■ Source excerpt:
######

The carpeting 12 is then fed by a plurality of guide rollers past a beater 20 shown in greater detail in FIG. 2. The beater comprises a central roller 24 extending the entire breadth of the carpeting and a plurality of elongated pipes 22 extending in the axial direction of the roller and secured to its surface.
In operation, the beater 20 is rotated at high speed so that the pipes 22 strike the backing of the carpet as the carpet is moved in the direction 25. This action causes the carpeting to vibrate in the directions 26 and the vibration causes the wetted tufts 28 to "stand up" (to extend generally at right angles from the backing).
The carpet web then advances upwardly and around roller 30, FIG. 1 and past a viscous liquid applicator 32. An applicator of this type is described in detail in my copending application Ser. No. 661,396, filed Feb. 25, 1976. In the present process the applicator 32 applies a sheet of viscous dye (which includes a substantial percentage of gum-examples given later) to the tufted face of the carpet over the entire width of the carpet web. The carpet is oriented horizontally at this point. The web of carpeting is then pulled horizontally over guide rollers by drive roller 36 through machines 40 and 42.
Machine 40 comprises two identical, separate drop dispensing applicators 48 and 50 which are opposite and facing each other. Machine 42 also comprises two separate and independent identical drop dispensing applicators 44 and 46. Machine 42 has the capability of dispensing drops (or streams) of a liquid in a zig-zag pattern over spaced areas and is sometimes referred to as a multi-TAK machine. For purposes of the following discussion "drops" will be referred to by way of example but it is to be understood that this is intended to be generic to drops, streams and so on. Applicator 44 applies patterns 41a-d (FIG. 6) and applicator 56 can apply similar patterns over regions of the carpet different than patterns 41a-d. In FIGS. 1 and 6, the direction of the carpet movement is as indicated by arrow 24.
The machine 40, on the other hand, is capable of dispensing drops (or streams) of liquid randomly over the entire tufted face of the carpet and is referred to as a TAK machine. A machine similar to machine 42 is illustrated in U.S. Pat. No. 3,964,860 and a machine similar to machine 40 is described in U.S. Pat. No. 4,010,709.
After leaving machine 42, the carpet material is conveyed downward into a tension compensating loop 47 and then upward to an elevation above the level of the carpeting 12 in the machines 40 and 42, to roller 52. The web of carpeting traverses around roller 52 beneath dye applicator 56. The latter, which is of conventional construction, is sometimes known as a Kusters applicator. Dye applicator 56 applies a continuous sheet or layer of dye to the tufted surface of the carpeting, over the entire width of the carpeting. In the application region, the carpeting is horizontally oriented.

######

■ Things to do:
A. In the carpet-dyeing excerpt, what is dye applicator 56 sometimes known as?
B. Rewrite the paragraph of the carpet-dyeing excerpt beginning "In operation, the beater 20" as a short bulleted list that keeps its main facts.
C. Translate this sentence from the carpet-dyeing excerpt into Spanish: "Dye applicator 56 applies a continuous sheet or layer of dye to the tufted surface of the carpeting, over the entire width of the carpeting."

(Boundary annotation entries)

######

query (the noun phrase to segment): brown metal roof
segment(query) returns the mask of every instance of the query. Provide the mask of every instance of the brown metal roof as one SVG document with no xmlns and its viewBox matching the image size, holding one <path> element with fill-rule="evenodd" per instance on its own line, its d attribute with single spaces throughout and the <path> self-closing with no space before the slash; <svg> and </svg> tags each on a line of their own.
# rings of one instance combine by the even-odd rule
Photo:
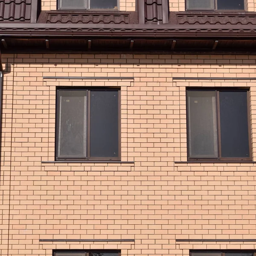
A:
<svg viewBox="0 0 256 256">
<path fill-rule="evenodd" d="M 168 0 L 138 0 L 140 24 L 168 23 Z"/>
<path fill-rule="evenodd" d="M 0 22 L 36 22 L 38 0 L 0 0 Z"/>
<path fill-rule="evenodd" d="M 38 22 L 47 23 L 132 24 L 138 23 L 137 16 L 137 14 L 135 12 L 131 13 L 128 12 L 42 11 Z"/>
<path fill-rule="evenodd" d="M 191 12 L 171 13 L 169 23 L 180 24 L 256 25 L 256 13 Z"/>
</svg>

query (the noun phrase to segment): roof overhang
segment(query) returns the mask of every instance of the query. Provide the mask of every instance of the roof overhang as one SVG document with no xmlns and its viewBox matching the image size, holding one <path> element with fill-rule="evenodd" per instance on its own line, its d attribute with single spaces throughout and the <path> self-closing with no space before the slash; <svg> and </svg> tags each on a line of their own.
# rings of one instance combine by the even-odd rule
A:
<svg viewBox="0 0 256 256">
<path fill-rule="evenodd" d="M 256 52 L 252 24 L 0 23 L 3 52 Z"/>
</svg>

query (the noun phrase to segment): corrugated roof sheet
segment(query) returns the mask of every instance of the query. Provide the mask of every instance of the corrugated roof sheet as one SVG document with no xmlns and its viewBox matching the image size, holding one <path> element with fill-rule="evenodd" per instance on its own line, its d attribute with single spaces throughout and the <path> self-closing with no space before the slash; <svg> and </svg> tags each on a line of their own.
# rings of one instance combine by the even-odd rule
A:
<svg viewBox="0 0 256 256">
<path fill-rule="evenodd" d="M 256 25 L 255 13 L 223 13 L 201 12 L 200 13 L 176 12 L 177 23 L 184 24 Z"/>
<path fill-rule="evenodd" d="M 48 13 L 46 23 L 128 24 L 128 15 L 74 15 Z"/>
<path fill-rule="evenodd" d="M 0 21 L 29 22 L 35 0 L 0 0 Z"/>
<path fill-rule="evenodd" d="M 168 23 L 168 0 L 139 0 L 140 23 Z"/>
</svg>

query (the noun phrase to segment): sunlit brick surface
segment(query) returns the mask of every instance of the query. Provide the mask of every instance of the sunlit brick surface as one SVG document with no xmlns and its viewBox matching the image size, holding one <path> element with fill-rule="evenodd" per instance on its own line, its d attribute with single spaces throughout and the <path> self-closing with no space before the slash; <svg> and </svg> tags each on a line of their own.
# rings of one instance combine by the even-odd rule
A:
<svg viewBox="0 0 256 256">
<path fill-rule="evenodd" d="M 131 256 L 184 255 L 189 249 L 256 249 L 253 242 L 183 243 L 178 239 L 252 239 L 256 233 L 254 163 L 186 161 L 186 87 L 250 88 L 253 160 L 256 56 L 3 55 L 0 198 L 2 256 L 51 256 L 54 249 L 118 249 Z M 51 80 L 43 76 L 129 76 Z M 54 160 L 58 86 L 121 90 L 122 160 Z M 47 242 L 39 239 L 135 239 Z"/>
</svg>

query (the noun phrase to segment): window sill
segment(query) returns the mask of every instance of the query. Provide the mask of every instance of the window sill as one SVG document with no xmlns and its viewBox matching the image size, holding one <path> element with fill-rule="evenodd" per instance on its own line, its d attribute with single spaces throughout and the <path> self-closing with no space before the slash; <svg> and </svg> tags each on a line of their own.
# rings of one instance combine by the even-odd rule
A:
<svg viewBox="0 0 256 256">
<path fill-rule="evenodd" d="M 45 172 L 84 172 L 89 173 L 101 172 L 132 172 L 134 162 L 128 161 L 42 161 L 42 170 Z"/>
<path fill-rule="evenodd" d="M 183 161 L 175 162 L 175 164 L 183 163 L 256 163 L 254 161 Z"/>
<path fill-rule="evenodd" d="M 134 161 L 96 161 L 96 160 L 88 160 L 88 161 L 42 161 L 41 163 L 126 163 L 134 165 Z"/>
</svg>

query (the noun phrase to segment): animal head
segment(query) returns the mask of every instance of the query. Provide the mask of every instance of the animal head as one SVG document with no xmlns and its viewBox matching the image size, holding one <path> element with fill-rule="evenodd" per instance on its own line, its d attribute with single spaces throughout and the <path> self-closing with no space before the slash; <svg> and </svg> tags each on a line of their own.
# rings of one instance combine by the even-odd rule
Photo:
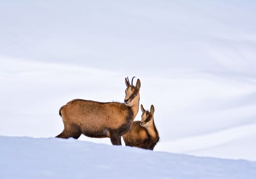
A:
<svg viewBox="0 0 256 179">
<path fill-rule="evenodd" d="M 140 95 L 140 81 L 137 80 L 136 86 L 133 85 L 133 79 L 132 79 L 132 84 L 130 84 L 128 77 L 125 78 L 125 98 L 124 98 L 124 104 L 127 106 L 133 106 L 135 103 L 138 102 Z"/>
<path fill-rule="evenodd" d="M 142 104 L 140 105 L 140 108 L 142 111 L 141 115 L 141 121 L 140 125 L 144 127 L 147 127 L 154 124 L 154 112 L 155 112 L 155 108 L 153 105 L 150 108 L 150 111 L 146 110 L 144 109 Z"/>
</svg>

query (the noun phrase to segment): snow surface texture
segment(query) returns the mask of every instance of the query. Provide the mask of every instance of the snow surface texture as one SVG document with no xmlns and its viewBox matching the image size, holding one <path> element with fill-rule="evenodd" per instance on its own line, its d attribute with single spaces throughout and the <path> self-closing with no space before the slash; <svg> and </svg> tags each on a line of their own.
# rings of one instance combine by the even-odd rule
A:
<svg viewBox="0 0 256 179">
<path fill-rule="evenodd" d="M 0 136 L 0 178 L 254 179 L 256 162 L 56 138 Z"/>
<path fill-rule="evenodd" d="M 62 105 L 122 102 L 135 76 L 155 150 L 256 161 L 255 4 L 1 1 L 0 135 L 54 137 Z"/>
</svg>

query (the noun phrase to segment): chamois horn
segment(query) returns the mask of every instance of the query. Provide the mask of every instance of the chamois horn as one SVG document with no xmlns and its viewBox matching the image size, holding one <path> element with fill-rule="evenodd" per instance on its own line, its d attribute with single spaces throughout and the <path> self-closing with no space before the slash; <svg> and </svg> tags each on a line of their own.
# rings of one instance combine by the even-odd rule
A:
<svg viewBox="0 0 256 179">
<path fill-rule="evenodd" d="M 126 80 L 127 80 L 127 82 L 128 83 L 128 85 L 131 86 L 131 84 L 130 83 L 129 79 L 128 78 L 128 77 L 126 77 Z"/>
<path fill-rule="evenodd" d="M 134 79 L 134 78 L 136 78 L 136 77 L 135 77 L 135 76 L 134 76 L 134 77 L 133 77 L 133 78 L 132 79 L 132 86 L 133 86 L 133 79 Z"/>
</svg>

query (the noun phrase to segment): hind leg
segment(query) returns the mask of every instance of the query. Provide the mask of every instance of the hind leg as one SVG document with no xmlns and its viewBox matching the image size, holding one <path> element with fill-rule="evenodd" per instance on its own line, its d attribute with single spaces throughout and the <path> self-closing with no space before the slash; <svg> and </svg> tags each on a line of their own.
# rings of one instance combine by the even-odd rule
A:
<svg viewBox="0 0 256 179">
<path fill-rule="evenodd" d="M 55 137 L 64 139 L 73 138 L 77 139 L 81 134 L 82 132 L 80 128 L 76 124 L 73 124 L 65 126 L 62 132 Z"/>
</svg>

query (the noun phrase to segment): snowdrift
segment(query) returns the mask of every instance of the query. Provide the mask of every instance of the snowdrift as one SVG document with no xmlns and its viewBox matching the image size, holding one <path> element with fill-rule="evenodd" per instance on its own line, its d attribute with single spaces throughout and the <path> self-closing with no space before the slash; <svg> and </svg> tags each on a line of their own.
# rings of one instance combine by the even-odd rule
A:
<svg viewBox="0 0 256 179">
<path fill-rule="evenodd" d="M 73 139 L 0 137 L 0 178 L 255 178 L 256 162 Z"/>
</svg>

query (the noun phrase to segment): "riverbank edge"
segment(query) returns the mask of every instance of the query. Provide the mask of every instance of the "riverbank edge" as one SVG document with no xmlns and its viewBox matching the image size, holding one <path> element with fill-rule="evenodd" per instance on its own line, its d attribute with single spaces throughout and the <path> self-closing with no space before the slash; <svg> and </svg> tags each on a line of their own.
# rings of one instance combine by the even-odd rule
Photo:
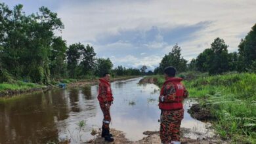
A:
<svg viewBox="0 0 256 144">
<path fill-rule="evenodd" d="M 124 76 L 112 78 L 111 82 L 118 81 L 123 81 L 132 79 L 137 77 L 140 77 L 142 76 Z M 66 83 L 67 88 L 71 87 L 79 87 L 79 86 L 92 86 L 95 85 L 98 83 L 98 79 L 93 79 L 93 80 L 81 80 L 77 82 Z M 24 89 L 18 89 L 18 90 L 11 90 L 7 89 L 5 90 L 3 90 L 0 92 L 0 98 L 8 98 L 15 96 L 16 95 L 25 94 L 32 94 L 33 92 L 45 92 L 48 91 L 49 90 L 57 89 L 60 88 L 57 85 L 54 86 L 46 86 L 46 85 L 38 85 L 38 87 L 32 88 L 24 88 Z"/>
<path fill-rule="evenodd" d="M 248 75 L 247 73 L 245 73 L 245 74 Z M 224 76 L 226 77 L 226 75 L 224 75 Z M 234 76 L 236 76 L 236 75 L 234 75 Z M 215 76 L 215 77 L 220 77 L 220 76 Z M 208 77 L 212 78 L 213 77 L 209 76 L 209 77 L 205 77 L 205 79 L 206 79 Z M 187 87 L 189 87 L 189 86 L 188 86 L 188 84 L 190 84 L 194 81 L 196 81 L 196 82 L 197 82 L 196 81 L 198 81 L 197 79 L 202 79 L 202 78 L 195 78 L 195 79 L 194 79 L 194 80 L 192 80 L 192 81 L 191 81 L 191 80 L 184 81 L 184 82 L 185 84 L 186 84 L 186 84 L 185 85 Z M 242 79 L 242 78 L 240 78 L 240 79 Z M 244 80 L 244 79 L 241 79 L 241 81 L 242 80 Z M 161 86 L 161 85 L 163 84 L 163 83 L 164 82 L 164 79 L 163 79 L 163 77 L 162 77 L 161 75 L 153 75 L 153 76 L 148 76 L 148 77 L 144 77 L 140 82 L 141 84 L 154 83 L 155 84 L 158 85 L 158 86 Z M 188 85 L 190 86 L 191 86 L 191 84 L 188 84 Z M 201 90 L 202 90 L 203 89 L 201 89 Z M 190 90 L 188 90 L 188 91 L 190 91 Z M 200 94 L 200 92 L 198 92 L 198 93 L 199 93 L 199 94 Z M 228 135 L 223 136 L 223 135 L 221 132 L 224 132 L 225 134 L 228 134 L 229 131 L 226 131 L 226 129 L 224 129 L 226 128 L 224 126 L 224 126 L 223 124 L 220 123 L 219 120 L 221 120 L 221 122 L 223 122 L 223 119 L 216 117 L 217 113 L 223 113 L 223 112 L 220 111 L 219 109 L 215 109 L 213 107 L 213 109 L 212 105 L 211 105 L 211 104 L 209 102 L 207 102 L 208 100 L 209 101 L 211 100 L 210 96 L 211 96 L 211 95 L 207 94 L 211 94 L 211 93 L 207 93 L 206 94 L 203 95 L 205 96 L 203 96 L 203 95 L 202 95 L 202 96 L 198 95 L 199 96 L 192 96 L 193 98 L 198 99 L 198 101 L 199 101 L 199 103 L 193 105 L 190 107 L 190 109 L 188 111 L 188 113 L 189 113 L 191 115 L 191 117 L 193 117 L 194 118 L 198 120 L 201 120 L 201 121 L 202 120 L 203 120 L 203 121 L 207 120 L 207 121 L 212 123 L 213 128 L 215 130 L 216 134 L 218 134 L 218 135 L 220 135 L 222 139 L 224 139 L 225 141 L 232 141 L 232 143 L 254 143 L 253 141 L 255 141 L 253 139 L 255 138 L 253 138 L 253 136 L 251 136 L 251 137 L 250 137 L 249 136 L 245 137 L 245 135 L 238 135 L 237 134 L 234 134 L 234 135 Z M 218 93 L 216 92 L 216 94 L 218 94 Z M 230 94 L 232 94 L 232 93 L 230 93 Z M 230 95 L 230 96 L 232 96 L 232 95 Z M 216 105 L 215 105 L 215 107 L 216 107 Z M 231 123 L 232 122 L 232 121 L 226 121 L 226 123 L 229 123 L 229 122 Z M 222 126 L 223 126 L 223 127 L 222 127 Z"/>
</svg>

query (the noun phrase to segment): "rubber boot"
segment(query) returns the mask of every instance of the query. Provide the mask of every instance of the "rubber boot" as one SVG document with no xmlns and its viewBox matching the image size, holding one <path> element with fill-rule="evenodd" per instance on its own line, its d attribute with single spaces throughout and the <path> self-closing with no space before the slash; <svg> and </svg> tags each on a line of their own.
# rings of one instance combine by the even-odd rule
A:
<svg viewBox="0 0 256 144">
<path fill-rule="evenodd" d="M 110 137 L 113 137 L 112 134 L 110 134 L 110 130 L 106 130 L 106 134 L 110 135 Z"/>
<path fill-rule="evenodd" d="M 102 131 L 101 132 L 101 137 L 104 137 L 106 136 L 106 129 L 102 128 Z"/>
<path fill-rule="evenodd" d="M 114 139 L 109 135 L 105 136 L 105 141 L 106 141 L 112 142 L 114 140 Z"/>
</svg>

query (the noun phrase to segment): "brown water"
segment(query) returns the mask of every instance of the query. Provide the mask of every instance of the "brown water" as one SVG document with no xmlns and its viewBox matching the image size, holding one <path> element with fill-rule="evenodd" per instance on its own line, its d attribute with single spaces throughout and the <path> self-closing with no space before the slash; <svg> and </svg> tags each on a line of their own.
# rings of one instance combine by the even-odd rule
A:
<svg viewBox="0 0 256 144">
<path fill-rule="evenodd" d="M 141 78 L 112 83 L 115 98 L 111 107 L 110 128 L 123 131 L 133 141 L 142 139 L 146 130 L 159 130 L 159 88 L 139 85 Z M 0 100 L 0 144 L 47 143 L 70 139 L 72 143 L 93 138 L 92 130 L 101 127 L 103 116 L 96 99 L 97 86 L 58 89 L 45 93 Z M 134 102 L 134 103 L 133 103 Z M 192 100 L 184 101 L 182 127 L 207 133 L 205 124 L 186 113 Z M 78 124 L 84 120 L 85 126 Z M 197 138 L 197 135 L 188 134 Z"/>
</svg>

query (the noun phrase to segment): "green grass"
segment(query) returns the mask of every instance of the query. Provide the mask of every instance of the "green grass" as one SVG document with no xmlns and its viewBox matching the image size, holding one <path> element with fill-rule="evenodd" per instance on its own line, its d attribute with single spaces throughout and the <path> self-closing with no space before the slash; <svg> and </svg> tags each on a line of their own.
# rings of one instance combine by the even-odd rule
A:
<svg viewBox="0 0 256 144">
<path fill-rule="evenodd" d="M 162 76 L 156 84 L 161 86 Z M 186 79 L 186 77 L 185 77 Z M 211 109 L 216 132 L 234 143 L 256 143 L 256 74 L 229 73 L 183 81 L 190 98 Z"/>
<path fill-rule="evenodd" d="M 34 83 L 24 82 L 22 81 L 16 81 L 14 83 L 0 83 L 0 92 L 7 90 L 26 90 L 33 88 L 43 88 L 43 85 L 39 85 Z"/>
</svg>

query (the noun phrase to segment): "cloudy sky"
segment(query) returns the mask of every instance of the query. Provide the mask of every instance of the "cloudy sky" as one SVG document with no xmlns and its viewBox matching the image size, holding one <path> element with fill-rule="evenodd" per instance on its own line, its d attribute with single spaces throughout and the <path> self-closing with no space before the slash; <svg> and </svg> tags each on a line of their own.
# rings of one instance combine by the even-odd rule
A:
<svg viewBox="0 0 256 144">
<path fill-rule="evenodd" d="M 1 0 L 3 2 L 3 0 Z M 255 0 L 4 0 L 21 3 L 26 14 L 45 6 L 65 25 L 60 34 L 68 45 L 91 45 L 97 57 L 116 67 L 153 69 L 178 43 L 188 60 L 224 39 L 229 52 L 256 23 Z"/>
</svg>

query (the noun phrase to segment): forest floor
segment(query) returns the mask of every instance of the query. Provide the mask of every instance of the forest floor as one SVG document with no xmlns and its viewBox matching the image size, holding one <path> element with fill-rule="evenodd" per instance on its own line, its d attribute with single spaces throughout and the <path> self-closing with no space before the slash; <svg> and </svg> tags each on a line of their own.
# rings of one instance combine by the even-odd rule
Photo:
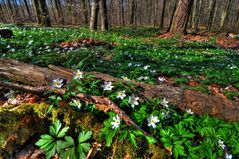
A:
<svg viewBox="0 0 239 159">
<path fill-rule="evenodd" d="M 1 58 L 13 58 L 43 67 L 53 64 L 86 72 L 98 71 L 114 77 L 127 77 L 148 84 L 178 86 L 239 101 L 239 37 L 204 33 L 179 38 L 170 34 L 160 35 L 160 30 L 153 28 L 112 28 L 109 32 L 90 32 L 86 28 L 37 28 L 14 25 L 0 27 L 12 29 L 14 33 L 13 38 L 0 39 Z M 7 105 L 7 99 L 3 97 L 7 92 L 1 90 L 0 105 Z M 19 93 L 17 98 L 28 103 L 41 101 L 32 94 Z M 183 116 L 180 118 L 181 121 L 191 119 L 189 116 L 180 115 Z M 170 149 L 170 153 L 172 149 L 175 158 L 185 154 L 190 154 L 191 158 L 199 154 L 202 158 L 222 157 L 228 153 L 239 156 L 238 144 L 234 143 L 239 139 L 238 123 L 227 123 L 214 118 L 205 119 L 205 116 L 195 115 L 194 118 L 194 121 L 201 124 L 201 127 L 195 127 L 203 129 L 205 126 L 208 129 L 194 130 L 192 136 L 184 136 L 185 138 L 179 134 L 180 140 L 175 132 L 173 144 L 166 138 L 167 135 L 170 136 L 167 133 L 173 131 L 171 129 L 178 130 L 184 127 L 175 128 L 175 125 L 170 123 L 171 127 L 167 127 L 167 131 L 159 131 L 160 138 L 164 138 L 161 142 L 164 147 Z M 211 125 L 202 124 L 205 120 Z M 215 134 L 208 135 L 212 127 L 215 127 L 214 124 L 218 123 L 228 125 L 225 128 L 215 128 L 213 129 Z M 230 132 L 232 137 L 228 139 L 229 129 L 234 126 L 237 128 L 235 132 Z M 151 129 L 149 131 L 155 133 Z M 192 130 L 190 128 L 187 131 Z M 197 141 L 191 143 L 194 140 L 192 138 L 200 136 L 199 134 L 201 137 L 197 137 L 195 139 Z M 204 139 L 207 141 L 204 142 Z M 227 144 L 226 149 L 220 149 L 219 146 L 207 150 L 208 147 L 215 145 L 218 147 L 219 139 Z M 207 151 L 204 156 L 203 151 Z"/>
</svg>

######

■ Task-by-task answers:
A. A Kusters applicator.

B.
- The beater 20 is rotated at high speed.
- Its pipes 22 strike the carpet backing as the carpet moves in direction 25.
- This makes the carpeting vibrate in directions 26.
- The vibration makes the wetted tufts 28 "stand up," extending roughly at right angles from the backing.

C. El aplicador de tinte 56 aplica una lámina o capa continua de tinte a la superficie con mechones de la alfombra, en todo el ancho de la alfombra.